Supplied material Block Start

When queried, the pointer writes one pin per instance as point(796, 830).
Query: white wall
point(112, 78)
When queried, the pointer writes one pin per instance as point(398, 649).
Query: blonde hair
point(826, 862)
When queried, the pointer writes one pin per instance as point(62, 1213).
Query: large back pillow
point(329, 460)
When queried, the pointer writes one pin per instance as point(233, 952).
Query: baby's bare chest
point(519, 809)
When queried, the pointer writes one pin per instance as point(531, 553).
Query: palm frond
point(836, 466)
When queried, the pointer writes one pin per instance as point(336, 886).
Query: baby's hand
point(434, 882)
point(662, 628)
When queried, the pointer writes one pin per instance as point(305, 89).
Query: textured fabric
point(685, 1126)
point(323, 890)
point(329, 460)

Supplied material Block End

> **Task requirements**: The expected answer is a copy of every line in the entries that holds the word "instance".

> **Worked solution**:
When queried, the pointer writes one pin per instance as point(796, 830).
When queried, the pointer writes one pin per instance as point(398, 649).
When queried, the pointer writes one pin per instance as point(62, 1213).
When queried, the pointer writes one pin per instance as point(233, 952).
When queried, the pointer writes one pin per instance as point(531, 553).
When queried, the pointer writes one pin per instance as point(336, 886).
When queried, the pointer writes one pin per instance as point(305, 89).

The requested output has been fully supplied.